Each line is terminated with a special character, called the EOL or End of Line character. There are several types, but the most common is the comma {,} or newline character. It ends the current line and tells the interpreter a new one has begun. 
A backslash character can also be used, and it tells the interpreter that the next character – following the slash – should be treated as a new line. This character is useful when you don’t want to start a new line in the text itself but in the code. 
A binary file is any type of file that is not a text file. Because of their nature, binary files can only be processed by an application that know or understand the file’s structure. In other words, they must be applications that can read and interpret binary.

**Open ( ) Function**

In order to open a file for writing or use in Python, you must rely on the built-in open () function. 
As explained above, open ( ) will return a file object, so it is most commonly used with two arguments.  
An argument is nothing more than a value that has been provided to a function, which is relayed when you call it. So, for instance, if we declare the name of a file as “Test File,” that name would be considered an argument. 
The syntax to open a file object in Python is:

*File_object = open("filename","mode")*

**Mode**

Including a mode argument is optional because a default value of ‘r’ will be assumed if it is omitted. The ‘r’ value stands for read mode, which is just one of many.
==============================
■ DIRECTIONS ■
1 – Write out the excerpt on Python file handling in full, word for word.
2 – Pull out everything in the entries from the line containing "shallow water in this photo." down to the last line of the entries, word for word.
The excerpt on Python file handling and the entries were taken from separate, unrelated sources.

■ MATERIAL SUPPLIED ■
==============================
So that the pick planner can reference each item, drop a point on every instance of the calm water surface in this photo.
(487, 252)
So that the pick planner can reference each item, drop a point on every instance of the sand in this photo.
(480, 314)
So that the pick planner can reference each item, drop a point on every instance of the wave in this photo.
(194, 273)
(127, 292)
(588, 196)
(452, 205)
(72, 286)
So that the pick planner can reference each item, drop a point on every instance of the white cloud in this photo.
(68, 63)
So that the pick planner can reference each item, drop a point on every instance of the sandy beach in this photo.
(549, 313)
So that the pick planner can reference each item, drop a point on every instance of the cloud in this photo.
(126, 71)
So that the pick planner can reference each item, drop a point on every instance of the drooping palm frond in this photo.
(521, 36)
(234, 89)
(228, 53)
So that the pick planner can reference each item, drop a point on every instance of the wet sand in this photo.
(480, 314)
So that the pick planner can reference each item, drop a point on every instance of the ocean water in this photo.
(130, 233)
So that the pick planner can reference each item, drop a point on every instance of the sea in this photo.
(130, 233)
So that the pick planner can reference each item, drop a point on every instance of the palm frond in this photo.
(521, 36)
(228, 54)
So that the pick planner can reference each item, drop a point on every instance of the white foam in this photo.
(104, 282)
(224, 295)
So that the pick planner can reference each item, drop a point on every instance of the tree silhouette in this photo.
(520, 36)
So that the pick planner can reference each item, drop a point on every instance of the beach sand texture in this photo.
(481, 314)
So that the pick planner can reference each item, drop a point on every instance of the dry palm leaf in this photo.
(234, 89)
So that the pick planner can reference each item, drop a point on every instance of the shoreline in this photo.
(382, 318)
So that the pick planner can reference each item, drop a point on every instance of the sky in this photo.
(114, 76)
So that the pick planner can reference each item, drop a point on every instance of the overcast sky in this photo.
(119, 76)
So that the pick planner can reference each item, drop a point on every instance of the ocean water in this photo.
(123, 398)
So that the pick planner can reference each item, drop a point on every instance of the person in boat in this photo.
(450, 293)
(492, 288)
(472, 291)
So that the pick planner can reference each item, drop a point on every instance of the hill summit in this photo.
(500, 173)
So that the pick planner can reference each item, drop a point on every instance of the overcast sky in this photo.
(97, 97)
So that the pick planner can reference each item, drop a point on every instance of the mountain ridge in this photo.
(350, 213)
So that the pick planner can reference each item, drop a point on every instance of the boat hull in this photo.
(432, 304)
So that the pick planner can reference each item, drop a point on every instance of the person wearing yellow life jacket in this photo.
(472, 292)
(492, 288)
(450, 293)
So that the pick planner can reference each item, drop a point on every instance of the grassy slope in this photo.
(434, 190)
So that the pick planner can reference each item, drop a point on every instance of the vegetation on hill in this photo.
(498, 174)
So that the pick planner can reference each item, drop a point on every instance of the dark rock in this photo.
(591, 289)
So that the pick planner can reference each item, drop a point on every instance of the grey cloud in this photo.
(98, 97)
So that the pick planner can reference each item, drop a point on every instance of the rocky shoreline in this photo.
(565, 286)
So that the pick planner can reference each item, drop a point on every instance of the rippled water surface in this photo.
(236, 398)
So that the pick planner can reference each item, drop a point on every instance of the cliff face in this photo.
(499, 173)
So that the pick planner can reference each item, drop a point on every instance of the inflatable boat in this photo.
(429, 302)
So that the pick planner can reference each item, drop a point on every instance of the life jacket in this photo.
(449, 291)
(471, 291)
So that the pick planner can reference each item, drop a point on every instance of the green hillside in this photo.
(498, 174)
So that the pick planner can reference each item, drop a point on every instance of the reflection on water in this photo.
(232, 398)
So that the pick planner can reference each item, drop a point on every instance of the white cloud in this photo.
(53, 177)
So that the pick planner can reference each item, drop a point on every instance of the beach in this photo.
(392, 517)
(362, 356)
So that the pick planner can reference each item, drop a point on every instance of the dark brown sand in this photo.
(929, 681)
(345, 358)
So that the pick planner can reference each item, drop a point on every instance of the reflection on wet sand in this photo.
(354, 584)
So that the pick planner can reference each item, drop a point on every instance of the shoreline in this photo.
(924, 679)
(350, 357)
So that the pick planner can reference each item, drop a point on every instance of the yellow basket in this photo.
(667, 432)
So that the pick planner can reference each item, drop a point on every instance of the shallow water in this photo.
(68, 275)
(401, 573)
==============================
■ WORKED SOLUTIONS ■
1 –
Each line is terminated with a special character, called the EOL or End of Line character. There are several types, but the most common is the comma {,} or newline character. It ends the current line and tells the interpreter a new one has begun. 
A backslash character can also be used, and it tells the interpreter that the next character – following the slash – should be treated as a new line. This character is useful when you don’t want to start a new line in the text itself but in the code. 
A binary file is any type of file that is not a text file. Because of their nature, binary files can only be processed by an application that know or understand the file’s structure. In other words, they must be applications that can read and interpret binary.

**Open ( ) Function**

In order to open a file for writing or use in Python, you must rely on the built-in open () function. 
As explained above, open ( ) will return a file object, so it is most commonly used with two arguments.  
An argument is nothing more than a value that has been provided to a function, which is relayed when you call it. So, for instance, if we declare the name of a file as “Test File,” that name would be considered an argument. 
The syntax to open a file object in Python is:

*File_object = open("filename","mode")*

**Mode**

Including a mode argument is optional because a default value of ‘r’ will be assumed if it is omitted. The ‘r’ value stands for read mode, which is just one of many.

2 –
So that the pick planner can reference each item, drop a point on every instance of the shallow water in this photo.
(68, 275)
(401, 573)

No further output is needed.